▸ **Stated problem a**
In the physics problems, what is the mass of the hollow cylinder that the rope is wound around?

▸ **Extracted text**
_ _ _ _

In the figure shown, a small solid spherical ball of mass 'm' can move without sliding in a fixed semicircular track of radius R in vertical plane. It is released from the top. The resultant force on the ball at the lowest point of the track is :

1. $\frac{10 \mathrm{mg} }{7}$

2. $\frac{17 \mathrm{mg} }{7}$

3. $\frac{3 \mathrm{mg} }{7}$

4. zero

A uniform thin rod is bent in the form of closed loop ABCDEFA as shown in the figure. The ratio of inertia of the loop about x-axis to that about y-axis is:

1.  >1

2.  <1

3.  =1

4.  =1/2

A hollow sphere is rolling without slipping on the inclined plane. The minimum coefficient of friction is :

1. $\frac{2}{5}\tan \theta$

2. $\frac{2}{3}\tan \theta$

3. $\frac{3}{4}\tan \theta$

4. $\frac{5}{7}\tan \theta$

A body of mass (m) is projected with velocity v₀ at an angle of projection $\mathrm{\theta }$. The magnitude of angular momentum about origin after time t from projection is :

1. Increase with time

2. decrease with time

3. independent of time

4. none of these

A body of mass m slides down an incline and reaches the bottom with a velocity v. If the same mass were in the form of a ring which rolls down this incline, the velocity of the ring at bottom would have been

(1) v

(2) $\sqrt{2} v$

(3) $\left(1/\sqrt{2}\right)v$

(4) $\left(\sqrt{2/5}\right)v$

A rope is wound around a hollow cylinder of mass 3 kg and radius 40cm. What is the angular acceleration of the cylinder,if the rope is pulled with a force of 30 N?

_ _ _ _

▸ **Available records**
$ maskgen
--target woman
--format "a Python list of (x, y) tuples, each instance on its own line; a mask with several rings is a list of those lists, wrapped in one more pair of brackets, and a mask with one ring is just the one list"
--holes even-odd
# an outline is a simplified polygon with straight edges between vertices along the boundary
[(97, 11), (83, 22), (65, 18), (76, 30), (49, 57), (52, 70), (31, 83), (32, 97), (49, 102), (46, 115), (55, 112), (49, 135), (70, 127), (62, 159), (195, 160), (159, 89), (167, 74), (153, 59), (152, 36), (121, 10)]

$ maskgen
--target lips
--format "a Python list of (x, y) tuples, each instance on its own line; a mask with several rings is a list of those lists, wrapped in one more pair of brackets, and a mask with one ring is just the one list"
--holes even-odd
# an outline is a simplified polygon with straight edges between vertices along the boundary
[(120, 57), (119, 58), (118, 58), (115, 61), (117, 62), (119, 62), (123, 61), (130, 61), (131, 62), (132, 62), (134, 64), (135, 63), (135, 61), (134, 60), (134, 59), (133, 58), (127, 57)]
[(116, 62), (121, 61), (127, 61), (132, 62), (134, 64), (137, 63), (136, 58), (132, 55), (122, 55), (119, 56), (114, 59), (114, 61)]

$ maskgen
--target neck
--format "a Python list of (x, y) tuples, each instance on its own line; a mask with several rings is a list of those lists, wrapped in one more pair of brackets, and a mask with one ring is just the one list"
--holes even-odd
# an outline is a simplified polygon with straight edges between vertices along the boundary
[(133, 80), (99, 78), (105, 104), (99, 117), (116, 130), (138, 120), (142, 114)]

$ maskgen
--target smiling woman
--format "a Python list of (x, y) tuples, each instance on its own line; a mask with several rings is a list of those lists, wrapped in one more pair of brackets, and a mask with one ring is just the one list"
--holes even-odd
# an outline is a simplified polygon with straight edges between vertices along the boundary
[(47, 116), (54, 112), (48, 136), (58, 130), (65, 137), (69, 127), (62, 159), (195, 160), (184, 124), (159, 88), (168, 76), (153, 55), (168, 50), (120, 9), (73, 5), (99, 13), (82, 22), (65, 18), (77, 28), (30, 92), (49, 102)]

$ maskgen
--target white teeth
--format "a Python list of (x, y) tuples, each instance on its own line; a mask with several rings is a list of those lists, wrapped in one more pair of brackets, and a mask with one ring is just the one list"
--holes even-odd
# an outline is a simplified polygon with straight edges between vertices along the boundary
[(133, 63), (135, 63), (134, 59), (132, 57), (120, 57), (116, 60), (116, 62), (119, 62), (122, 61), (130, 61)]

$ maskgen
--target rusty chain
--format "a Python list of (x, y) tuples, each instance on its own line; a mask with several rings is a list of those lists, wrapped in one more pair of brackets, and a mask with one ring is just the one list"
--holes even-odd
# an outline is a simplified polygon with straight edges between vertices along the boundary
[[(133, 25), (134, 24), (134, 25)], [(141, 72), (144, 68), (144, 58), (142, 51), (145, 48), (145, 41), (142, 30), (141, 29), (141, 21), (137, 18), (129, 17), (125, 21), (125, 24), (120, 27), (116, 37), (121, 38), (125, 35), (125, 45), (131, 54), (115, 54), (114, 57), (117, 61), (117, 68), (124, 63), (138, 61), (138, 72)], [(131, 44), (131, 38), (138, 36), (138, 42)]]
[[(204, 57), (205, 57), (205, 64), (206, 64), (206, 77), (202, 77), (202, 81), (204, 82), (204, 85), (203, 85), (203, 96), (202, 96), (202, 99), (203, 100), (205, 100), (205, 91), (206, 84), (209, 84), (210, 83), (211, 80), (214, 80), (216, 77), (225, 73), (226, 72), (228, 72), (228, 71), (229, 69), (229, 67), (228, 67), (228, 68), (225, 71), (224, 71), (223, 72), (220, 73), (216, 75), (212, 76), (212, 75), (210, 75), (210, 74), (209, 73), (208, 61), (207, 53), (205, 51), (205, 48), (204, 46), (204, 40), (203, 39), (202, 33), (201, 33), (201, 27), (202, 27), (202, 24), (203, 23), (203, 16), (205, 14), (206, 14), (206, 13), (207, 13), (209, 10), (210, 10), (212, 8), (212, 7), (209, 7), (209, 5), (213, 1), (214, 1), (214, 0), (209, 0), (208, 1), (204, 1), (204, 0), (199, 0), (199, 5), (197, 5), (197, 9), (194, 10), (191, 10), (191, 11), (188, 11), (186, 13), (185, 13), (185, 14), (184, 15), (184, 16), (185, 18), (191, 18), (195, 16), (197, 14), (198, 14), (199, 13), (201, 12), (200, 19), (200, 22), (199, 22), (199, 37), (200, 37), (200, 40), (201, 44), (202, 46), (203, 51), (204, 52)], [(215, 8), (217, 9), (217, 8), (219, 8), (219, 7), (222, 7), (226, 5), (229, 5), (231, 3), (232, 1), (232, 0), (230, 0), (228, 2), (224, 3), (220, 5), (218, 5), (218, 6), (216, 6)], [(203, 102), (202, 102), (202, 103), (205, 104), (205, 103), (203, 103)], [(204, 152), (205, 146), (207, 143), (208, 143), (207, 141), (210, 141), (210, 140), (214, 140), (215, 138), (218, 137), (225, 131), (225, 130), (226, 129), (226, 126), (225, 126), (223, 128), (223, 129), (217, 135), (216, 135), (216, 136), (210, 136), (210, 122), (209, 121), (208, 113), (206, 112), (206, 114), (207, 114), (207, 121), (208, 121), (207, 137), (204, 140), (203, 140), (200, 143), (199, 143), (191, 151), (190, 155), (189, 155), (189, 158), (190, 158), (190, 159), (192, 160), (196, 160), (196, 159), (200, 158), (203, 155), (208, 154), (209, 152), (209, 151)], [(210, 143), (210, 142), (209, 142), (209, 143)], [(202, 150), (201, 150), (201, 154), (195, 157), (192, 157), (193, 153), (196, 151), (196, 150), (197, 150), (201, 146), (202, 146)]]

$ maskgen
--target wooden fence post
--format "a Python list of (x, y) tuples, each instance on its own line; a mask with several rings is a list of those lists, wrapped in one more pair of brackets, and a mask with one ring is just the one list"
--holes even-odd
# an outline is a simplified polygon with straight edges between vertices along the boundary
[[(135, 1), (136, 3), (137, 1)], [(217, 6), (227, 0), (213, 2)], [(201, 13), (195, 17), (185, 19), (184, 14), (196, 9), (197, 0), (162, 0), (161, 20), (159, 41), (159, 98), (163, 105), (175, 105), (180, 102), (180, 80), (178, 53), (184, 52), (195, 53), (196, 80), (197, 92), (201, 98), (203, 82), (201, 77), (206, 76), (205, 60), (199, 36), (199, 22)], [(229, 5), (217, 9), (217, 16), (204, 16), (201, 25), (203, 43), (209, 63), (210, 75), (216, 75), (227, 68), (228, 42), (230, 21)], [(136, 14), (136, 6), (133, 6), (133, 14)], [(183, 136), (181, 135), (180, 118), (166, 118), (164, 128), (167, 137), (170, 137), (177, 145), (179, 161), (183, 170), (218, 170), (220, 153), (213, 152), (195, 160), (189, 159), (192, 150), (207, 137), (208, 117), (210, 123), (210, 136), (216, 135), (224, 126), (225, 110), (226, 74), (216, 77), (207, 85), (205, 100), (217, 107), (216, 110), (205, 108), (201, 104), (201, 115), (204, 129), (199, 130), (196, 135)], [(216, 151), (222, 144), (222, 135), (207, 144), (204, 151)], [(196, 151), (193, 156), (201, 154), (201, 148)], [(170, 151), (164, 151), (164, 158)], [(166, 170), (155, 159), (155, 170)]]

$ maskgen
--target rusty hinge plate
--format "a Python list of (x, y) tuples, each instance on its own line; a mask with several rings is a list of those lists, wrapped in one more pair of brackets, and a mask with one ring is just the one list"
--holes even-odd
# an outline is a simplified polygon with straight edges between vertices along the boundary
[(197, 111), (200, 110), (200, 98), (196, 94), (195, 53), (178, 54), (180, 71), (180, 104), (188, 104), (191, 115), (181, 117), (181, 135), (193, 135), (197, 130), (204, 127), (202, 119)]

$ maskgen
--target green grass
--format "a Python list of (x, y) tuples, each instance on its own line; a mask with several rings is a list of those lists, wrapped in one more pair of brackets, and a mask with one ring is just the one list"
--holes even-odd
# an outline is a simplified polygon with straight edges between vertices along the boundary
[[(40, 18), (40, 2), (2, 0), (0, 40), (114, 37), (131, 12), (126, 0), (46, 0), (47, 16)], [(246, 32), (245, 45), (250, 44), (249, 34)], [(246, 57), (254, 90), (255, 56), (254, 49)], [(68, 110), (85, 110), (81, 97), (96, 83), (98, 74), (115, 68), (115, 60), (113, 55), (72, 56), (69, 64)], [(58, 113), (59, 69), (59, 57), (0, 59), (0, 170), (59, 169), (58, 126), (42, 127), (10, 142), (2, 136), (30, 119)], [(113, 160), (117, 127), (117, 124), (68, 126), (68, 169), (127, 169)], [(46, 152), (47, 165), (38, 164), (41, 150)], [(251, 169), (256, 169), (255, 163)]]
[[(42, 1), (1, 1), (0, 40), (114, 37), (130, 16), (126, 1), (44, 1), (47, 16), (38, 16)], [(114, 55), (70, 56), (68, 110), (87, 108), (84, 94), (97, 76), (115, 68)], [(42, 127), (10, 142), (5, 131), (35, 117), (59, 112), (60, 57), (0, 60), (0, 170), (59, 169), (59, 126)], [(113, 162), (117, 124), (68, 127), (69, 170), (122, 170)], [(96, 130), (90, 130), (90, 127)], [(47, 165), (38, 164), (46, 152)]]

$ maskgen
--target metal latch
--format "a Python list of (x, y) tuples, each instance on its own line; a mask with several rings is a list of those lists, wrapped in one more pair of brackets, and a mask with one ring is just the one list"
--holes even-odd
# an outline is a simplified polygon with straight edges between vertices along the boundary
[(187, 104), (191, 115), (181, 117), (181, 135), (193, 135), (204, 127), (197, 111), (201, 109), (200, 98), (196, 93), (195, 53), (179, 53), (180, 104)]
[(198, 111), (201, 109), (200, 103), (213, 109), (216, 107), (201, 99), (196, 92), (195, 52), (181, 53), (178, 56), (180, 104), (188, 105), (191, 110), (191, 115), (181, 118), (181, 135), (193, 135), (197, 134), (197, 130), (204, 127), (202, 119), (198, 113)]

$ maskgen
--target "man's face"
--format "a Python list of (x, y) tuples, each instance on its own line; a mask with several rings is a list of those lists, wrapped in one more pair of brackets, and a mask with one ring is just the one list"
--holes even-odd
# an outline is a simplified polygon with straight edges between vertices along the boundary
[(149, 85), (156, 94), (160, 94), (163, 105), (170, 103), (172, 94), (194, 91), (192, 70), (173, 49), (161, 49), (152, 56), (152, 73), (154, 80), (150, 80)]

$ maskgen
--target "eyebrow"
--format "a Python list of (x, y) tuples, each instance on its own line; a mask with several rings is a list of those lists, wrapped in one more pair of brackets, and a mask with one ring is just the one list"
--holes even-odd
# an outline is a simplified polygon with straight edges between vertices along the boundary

_ _ _ _

▸ **Stated problem b**
Copy out everything from the start of the listing down to the line containing "36), (121, 10)]", with "woman" changed to "person" and nothing else altered.

▸ **Full answer a**
3 kg

▸ **Full answer b**
$ maskgen
--target person
--format "a Python list of (x, y) tuples, each instance on its own line; a mask with several rings is a list of those lists, wrapped in one more pair of brackets, and a mask with one ring is just the one list"
--holes even-odd
# an outline is a simplified polygon with straight edges between vertices along the boundary
[(97, 11), (83, 22), (65, 18), (76, 30), (49, 57), (52, 70), (31, 83), (32, 97), (49, 102), (46, 115), (55, 112), (49, 135), (70, 127), (62, 159), (195, 160), (159, 89), (167, 74), (153, 59), (152, 36), (121, 10)]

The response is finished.